# Do this
Set out the items below as a numbered list, omitting any blank lines.
● ● ● ●
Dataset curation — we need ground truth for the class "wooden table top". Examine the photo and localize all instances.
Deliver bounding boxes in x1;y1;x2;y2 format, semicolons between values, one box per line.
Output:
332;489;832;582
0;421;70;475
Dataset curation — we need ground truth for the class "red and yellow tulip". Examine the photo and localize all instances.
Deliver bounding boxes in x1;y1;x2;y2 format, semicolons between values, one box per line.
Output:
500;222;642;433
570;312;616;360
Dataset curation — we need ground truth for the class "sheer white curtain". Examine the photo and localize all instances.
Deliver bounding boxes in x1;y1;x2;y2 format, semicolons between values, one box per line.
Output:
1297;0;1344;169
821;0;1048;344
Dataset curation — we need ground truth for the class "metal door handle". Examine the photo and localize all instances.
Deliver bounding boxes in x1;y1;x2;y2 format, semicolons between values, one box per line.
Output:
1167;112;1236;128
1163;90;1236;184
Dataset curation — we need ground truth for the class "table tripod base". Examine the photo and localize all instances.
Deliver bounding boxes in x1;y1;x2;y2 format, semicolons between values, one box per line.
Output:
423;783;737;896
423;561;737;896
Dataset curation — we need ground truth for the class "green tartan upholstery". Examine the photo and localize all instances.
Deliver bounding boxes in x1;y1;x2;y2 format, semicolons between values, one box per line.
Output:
● ● ● ●
# Exercise answer
1. Dataset curation — we need ground truth for the class "wooden table top". Examine the photo and localize all instances.
2. Deliver bounding boxes in x1;y1;x2;y2 format, semicolons between values, one box per line.
3. Output:
4. 332;489;832;582
5. 0;421;70;475
6. Dataset curation — we need ground truth for the class "red and yellow tulip". Examine the photo and localize all instances.
7. Deliver bounding boxes in x1;y1;x2;y2 format, semicolons between values, one box per line.
8. Output:
9. 500;222;642;433
10. 570;312;616;360
11. Dataset curation — we need ground truth for the class "sheer white curtain". Examine the photo and localize all instances.
12. Deliver bounding boxes in x1;y1;x2;y2 format, semicolons between values, one box per line.
13. Output:
14. 1297;0;1344;169
15. 821;0;1048;344
16. Dataset curation — we need ground truth for the class "metal door handle". Examine the photo and localize all instances.
17. Deliver bounding boxes in x1;y1;x2;y2 format, semicolons between values, one box per line.
18. Output:
19. 1167;112;1236;128
20. 1163;90;1236;184
21. Dataset curation — we need ground truth for the class "table tripod base". Examine the photo and localize all instances.
22. Deliver bounding boxes in x1;y1;x2;y2 format, semicolons between values, one box per line.
23. Output:
24. 423;783;737;896
25. 423;561;737;896
26. Dataset curation — we need ground truth for the class "green tartan upholstery". Examine the photo and localize all instances.
27. Deliver bounding boxes in x1;y1;x2;y2 format, semicolons between values, one box per line.
28. Output:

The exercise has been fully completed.